CF Research Translation Center and Research Development Program

University of Washington
UW Health Sciences, K-140
Genome Sciences, Box 357710
Seattle, WA 98195

Pilot 4: Computational Tools For Identifying Compositional Shifts In The CF Gut Microbiome

P.I.: Elhanan Borenstein, PhD
Associate Professor of Genome Sciences
Adjunct Associate Professor of Computer Science
External Professor, The Santa Fe Institute

Abstract: Cystic fibrosis (CF) is often associated with diseases of the intestinal tract, ultimately leading to malnutrition and poor growth. This persistent growth failure resists nutrient and enzyme replacement therapy, suggesting that factors other than inadequate nutrient intake or malabsorption may contribute to malnutrition in children with CF. Specifically, it has been suggested that the CF gut microbiome may influence growth and clinical outcomes through its effects on host metabolism, nutrition, and immune function.

To examine this hypothesis, the Cystic Fibrosis Research Translation Center at UW is currently characterizing the gut microbiomes of children with and without CF, using massively parallel next-generation sequencing methods, with additional efforts underway. These initiatives are generating exciting metagenomic data, mapping, for the first time, the previously uncharted composition of the CF gut microbiome. However, considering the numerous factors affecting the composition of the gut microbiome and the overall functional uniformity across samples, standard comparative analysis may fail to detect significant patterns. Advanced computational methods are therefore required to sift through this ultra-high-throughput data and pinpoint potential functional capacities of the microbiome that may be associated with CF and with clinical outcomes.

In this pilot project we will therefore develop a suite of novel computational methods for identifying associations between the composition of the microbiome and specific host phenotypes such as CF status and clinical parameters. These methods are especially tailored to identify subtle differences in highly-multidimensional data with a relatively small sample size – a common setting in comparative metagenomic analysis. We will focus on three complementary methods: First, we will develop a “Gene Set” based method for improved identification of over- and under-represented functional categories in the microbiome, inspired by microarray analysis. Second, we will develop a computational framework for co-occurrence-based grouping of genes in the microbiome and for dimension reduction, offering a more natural alternative to pathway-based grouping and accounting for inter-gene dependencies. Finally, we will develop a computational framework for simultaneously analyzing species and gene abundances, and for harnessing these two data sources in an integrated manner. Each of these methods aims to address specific weaknesses of standard comparative metagenomic analysis and to enhance the statistical power of such studies. We will further make the methods developed in this pilot project available to the research community both as an open source and as a web-application for wide accessibility.

Applying these tools to study the microbiomes of children with and without CF will allow us to obtain novel insights into functional shifts in the CF microbiome and their role in CF-related growth failure. The methods developed in this pilot study and their application to CF would lay the foundation for a large-scale study aimed at developing a comprehensive computational framework for improved comparative metagenomic analysis for studying the microbiome’s contribution to CF and to other human diseases.

Stored data

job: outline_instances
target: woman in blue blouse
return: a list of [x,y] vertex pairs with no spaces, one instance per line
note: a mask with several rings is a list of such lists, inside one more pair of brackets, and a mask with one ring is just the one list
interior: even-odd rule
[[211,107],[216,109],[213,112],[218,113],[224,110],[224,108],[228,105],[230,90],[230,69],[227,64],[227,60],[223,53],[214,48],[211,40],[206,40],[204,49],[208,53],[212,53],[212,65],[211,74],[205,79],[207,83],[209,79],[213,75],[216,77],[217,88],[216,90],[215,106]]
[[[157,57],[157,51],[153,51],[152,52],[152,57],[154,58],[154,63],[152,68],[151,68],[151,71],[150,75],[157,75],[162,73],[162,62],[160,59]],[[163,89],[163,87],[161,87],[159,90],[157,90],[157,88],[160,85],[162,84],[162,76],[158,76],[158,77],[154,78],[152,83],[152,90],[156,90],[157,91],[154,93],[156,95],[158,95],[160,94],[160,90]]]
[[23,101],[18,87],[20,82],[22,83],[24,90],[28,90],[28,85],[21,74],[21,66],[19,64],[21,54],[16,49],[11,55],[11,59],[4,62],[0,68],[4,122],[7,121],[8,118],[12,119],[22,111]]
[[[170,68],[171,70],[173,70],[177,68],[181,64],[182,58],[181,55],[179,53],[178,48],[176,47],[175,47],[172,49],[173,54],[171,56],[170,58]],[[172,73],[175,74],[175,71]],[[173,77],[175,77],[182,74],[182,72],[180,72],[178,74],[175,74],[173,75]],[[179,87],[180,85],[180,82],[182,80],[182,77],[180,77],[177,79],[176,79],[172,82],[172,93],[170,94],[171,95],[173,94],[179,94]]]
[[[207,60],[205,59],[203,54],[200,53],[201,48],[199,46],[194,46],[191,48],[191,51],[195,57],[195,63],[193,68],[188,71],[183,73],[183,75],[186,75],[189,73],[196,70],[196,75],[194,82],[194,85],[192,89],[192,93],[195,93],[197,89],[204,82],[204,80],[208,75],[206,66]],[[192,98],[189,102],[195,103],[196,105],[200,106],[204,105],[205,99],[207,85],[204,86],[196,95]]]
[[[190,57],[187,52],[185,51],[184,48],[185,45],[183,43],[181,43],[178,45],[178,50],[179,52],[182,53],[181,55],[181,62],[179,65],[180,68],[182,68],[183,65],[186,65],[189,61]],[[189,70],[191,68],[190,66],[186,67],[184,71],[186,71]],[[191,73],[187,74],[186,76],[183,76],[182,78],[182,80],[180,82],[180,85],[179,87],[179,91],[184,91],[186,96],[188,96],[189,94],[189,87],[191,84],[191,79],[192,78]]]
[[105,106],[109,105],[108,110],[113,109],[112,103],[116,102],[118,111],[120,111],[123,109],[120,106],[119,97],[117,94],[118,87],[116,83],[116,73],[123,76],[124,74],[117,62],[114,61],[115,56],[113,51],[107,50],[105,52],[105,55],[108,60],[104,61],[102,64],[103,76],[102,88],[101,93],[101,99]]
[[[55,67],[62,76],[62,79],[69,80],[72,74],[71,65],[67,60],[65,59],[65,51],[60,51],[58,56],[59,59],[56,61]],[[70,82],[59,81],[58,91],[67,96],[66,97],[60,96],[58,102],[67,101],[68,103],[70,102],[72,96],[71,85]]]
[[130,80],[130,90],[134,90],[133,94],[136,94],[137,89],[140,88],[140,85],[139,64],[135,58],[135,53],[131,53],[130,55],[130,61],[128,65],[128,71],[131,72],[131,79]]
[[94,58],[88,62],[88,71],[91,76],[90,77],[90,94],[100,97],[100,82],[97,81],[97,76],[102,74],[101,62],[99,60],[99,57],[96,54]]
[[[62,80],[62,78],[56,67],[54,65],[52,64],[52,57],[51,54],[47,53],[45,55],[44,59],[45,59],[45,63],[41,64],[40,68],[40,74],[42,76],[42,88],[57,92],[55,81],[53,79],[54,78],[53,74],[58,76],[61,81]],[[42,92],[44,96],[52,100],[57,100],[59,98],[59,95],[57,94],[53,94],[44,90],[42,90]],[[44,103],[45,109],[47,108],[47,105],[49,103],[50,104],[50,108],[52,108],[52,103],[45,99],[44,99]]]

▸ ASSIGNED TASK 1
From the CF gut microbiome abstract, copy word for word the part that opens with the words containing "Applying these tools" and closes with "other human diseases.".
▸ ASSIGNED TASK 2
In the CF gut microbiome abstract, what sequencing methods is the center using to characterize the gut microbiomes of children with and without CF?

▸ EXERCISE RESPONSE 1
Applying these tools to study the microbiomes of children with and without CF will allow us to obtain novel insights into functional shifts in the CF microbiome and their role in CF-related growth failure. The methods developed in this pilot study and their application to CF would lay the foundation for a large-scale study aimed at developing a comprehensive computational framework for improved comparative metagenomic analysis for studying the microbiome’s contribution to CF and to other human diseases.

▸ EXERCISE RESPONSE 2
Massively parallel next-generation sequencing methods.